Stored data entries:
++++++++++

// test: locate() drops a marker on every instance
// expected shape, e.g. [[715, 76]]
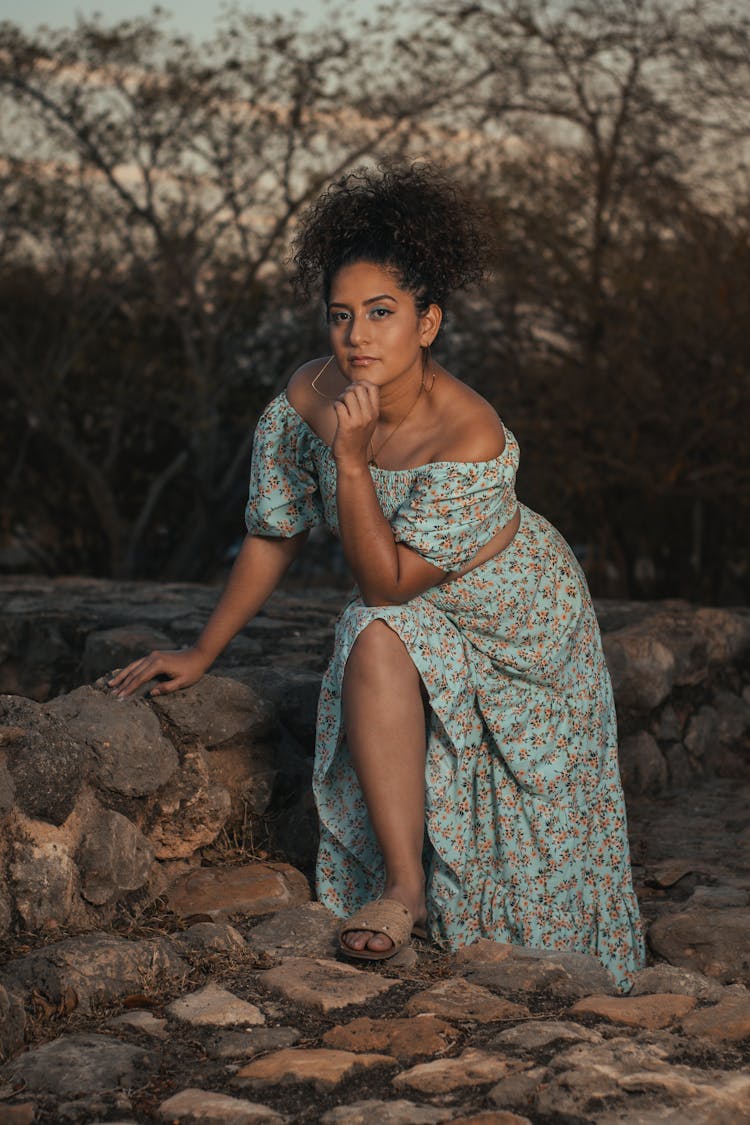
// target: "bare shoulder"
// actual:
[[299, 387], [470, 428], [312, 397]]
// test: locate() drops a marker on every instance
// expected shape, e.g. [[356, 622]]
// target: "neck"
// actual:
[[399, 397]]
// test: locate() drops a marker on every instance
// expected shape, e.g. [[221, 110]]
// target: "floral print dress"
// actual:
[[525, 821]]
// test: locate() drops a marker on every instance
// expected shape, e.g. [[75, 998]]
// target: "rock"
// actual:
[[93, 969], [520, 1089], [18, 1115], [46, 762], [491, 1117], [713, 942], [726, 635], [322, 984], [386, 1113], [191, 810], [12, 1022], [406, 1040], [247, 773], [538, 1034], [560, 974], [726, 1022], [678, 765], [210, 937], [663, 978], [249, 1044], [253, 889], [216, 711], [668, 726], [114, 856], [43, 876], [633, 1078], [458, 999], [642, 668], [306, 930], [137, 1019], [732, 716], [214, 1007], [81, 1064], [106, 650], [442, 1076], [7, 788], [702, 732], [720, 894], [295, 695], [201, 1107], [642, 764], [325, 1068], [132, 755], [659, 1009]]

++++++++++

■ WORK TO BE COMPLETED
Starting with the top line, write out all the data above exactly; keep the pictures out.

■ RESPONSE BELOW
// test: locate() drops a marker on every instance
// expected shape, e.g. [[715, 76]]
// target: "bare shoulder"
// actual:
[[299, 387], [470, 428], [312, 397]]
// test: locate() drops a marker on every instance
// expected shape, e.g. [[356, 622]]
// target: "neck"
// actual:
[[399, 397]]
// test: locate() drops a marker on every instance
// expected shape, e.g. [[221, 110]]
// target: "floral print dress"
// actual:
[[525, 821]]
// test: locate() drops a marker on every instance
// expected shape, e.g. [[75, 998]]
// target: "rock"
// actual:
[[93, 969], [520, 1089], [18, 1115], [46, 762], [491, 1117], [713, 942], [726, 635], [322, 984], [386, 1113], [191, 810], [12, 1022], [406, 1040], [247, 773], [538, 1034], [560, 974], [726, 1022], [678, 765], [210, 937], [663, 978], [249, 1044], [253, 889], [216, 711], [668, 726], [114, 856], [43, 876], [633, 1078], [458, 999], [642, 668], [306, 930], [137, 1019], [732, 716], [214, 1007], [81, 1064], [106, 650], [442, 1076], [7, 788], [702, 732], [720, 894], [295, 695], [201, 1107], [642, 764], [325, 1068], [132, 755], [659, 1009]]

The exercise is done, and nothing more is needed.